• TASK TO COMPLETE:
Continue the forum thread about MSI Afterburner freezing a PC from where it stops, writing it in the same style.

• EXCERPT PROVIDED:
· · · ·
# MSI-Afterburner PC freezes



## christoph_789 (Jun 10, 2014)

Hello 
Since some days my PC freezes nearly every time I start the MSI-Afterburner. I never had this problems before. I uninstalled the Afterburner and installed it again but that didn't help. It's the version 3.01
Anyone else have the same problem and maybe know how to solve it?


----------



## micropage7 (Jun 10, 2014)

have you tried uninstal the vga driver then reinstall it then after burner
or trying different driver


----------



## EarthDog (Jun 10, 2014)

Or an older version of MSI AB?


----------



## christoph_789 (Jun 10, 2014)

currently I'm using the 14.6 driver
thanks for the tip, I'll try if it works with 14.4

I tried it with 3.00 also, but the same problem appeared


----------



## Sasqui (Jun 10, 2014)

micropage7 said:


> have you tried uninstal the vga driver then reinstall it then after burner
> or trying different driver



Yes, what driver version are you on.
· · · ·
• Coordinate annotation data:
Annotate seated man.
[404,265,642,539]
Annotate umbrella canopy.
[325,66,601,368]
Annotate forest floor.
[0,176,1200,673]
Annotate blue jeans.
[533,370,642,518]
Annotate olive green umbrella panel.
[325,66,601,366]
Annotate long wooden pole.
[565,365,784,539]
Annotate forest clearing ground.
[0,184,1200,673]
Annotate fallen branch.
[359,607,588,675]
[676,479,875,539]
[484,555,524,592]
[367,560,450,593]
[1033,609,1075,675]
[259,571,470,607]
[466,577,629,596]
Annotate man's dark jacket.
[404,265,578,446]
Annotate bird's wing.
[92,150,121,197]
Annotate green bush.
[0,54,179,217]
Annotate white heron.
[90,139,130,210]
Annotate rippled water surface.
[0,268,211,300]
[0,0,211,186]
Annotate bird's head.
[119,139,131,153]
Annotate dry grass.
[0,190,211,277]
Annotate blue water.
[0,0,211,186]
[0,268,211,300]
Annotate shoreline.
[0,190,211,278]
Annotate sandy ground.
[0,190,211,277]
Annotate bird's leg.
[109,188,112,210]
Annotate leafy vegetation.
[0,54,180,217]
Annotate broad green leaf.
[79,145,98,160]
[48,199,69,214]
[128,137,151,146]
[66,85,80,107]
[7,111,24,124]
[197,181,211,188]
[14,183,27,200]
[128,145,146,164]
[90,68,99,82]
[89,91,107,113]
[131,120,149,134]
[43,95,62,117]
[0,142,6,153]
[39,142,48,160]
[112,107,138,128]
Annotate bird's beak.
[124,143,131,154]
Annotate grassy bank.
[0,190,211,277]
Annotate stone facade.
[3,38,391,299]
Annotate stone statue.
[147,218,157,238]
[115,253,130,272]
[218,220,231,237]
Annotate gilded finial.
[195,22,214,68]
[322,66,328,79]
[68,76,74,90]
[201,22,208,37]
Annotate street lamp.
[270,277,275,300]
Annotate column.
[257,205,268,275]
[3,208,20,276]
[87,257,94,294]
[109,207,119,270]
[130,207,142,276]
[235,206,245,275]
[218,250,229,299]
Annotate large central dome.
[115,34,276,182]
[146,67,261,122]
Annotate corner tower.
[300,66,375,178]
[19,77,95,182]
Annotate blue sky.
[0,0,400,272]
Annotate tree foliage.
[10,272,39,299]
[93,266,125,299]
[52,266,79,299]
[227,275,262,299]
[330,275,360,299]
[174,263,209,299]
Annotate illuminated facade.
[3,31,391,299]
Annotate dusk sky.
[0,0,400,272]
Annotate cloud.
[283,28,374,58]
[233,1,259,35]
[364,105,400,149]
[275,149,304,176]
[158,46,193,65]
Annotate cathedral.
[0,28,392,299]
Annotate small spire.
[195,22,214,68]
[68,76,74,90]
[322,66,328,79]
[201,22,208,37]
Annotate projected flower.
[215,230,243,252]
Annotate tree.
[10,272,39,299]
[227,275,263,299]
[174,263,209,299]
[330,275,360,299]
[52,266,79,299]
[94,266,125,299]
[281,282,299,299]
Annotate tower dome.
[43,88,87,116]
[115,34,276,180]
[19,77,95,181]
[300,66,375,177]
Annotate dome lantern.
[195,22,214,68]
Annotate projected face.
· · · ·
• OUTPUT FOR THIS TASK:
...Which leads to another question.  Do you need to disable overclocking in CCC for MSI Afterburner to work?


----------



## christoph_789 (Jun 10, 2014)

So I uninstalled Catalyst driver 14.6 and Afterbruner, installed 14.4 and then Afterburner again and now everything works fine 
thanks for your fast help, I didn't thought that the driver could be the problem


----------



## Sasqui (Jun 10, 2014)

christoph_789 said:


> So I uninstalled Catalyst driver 14.6 and Afterbruner, installed 14.4 and then Afterburner again and now everything works fine
> thanks for your fast help, I didn't thought that the driver could be the problem



Good to know!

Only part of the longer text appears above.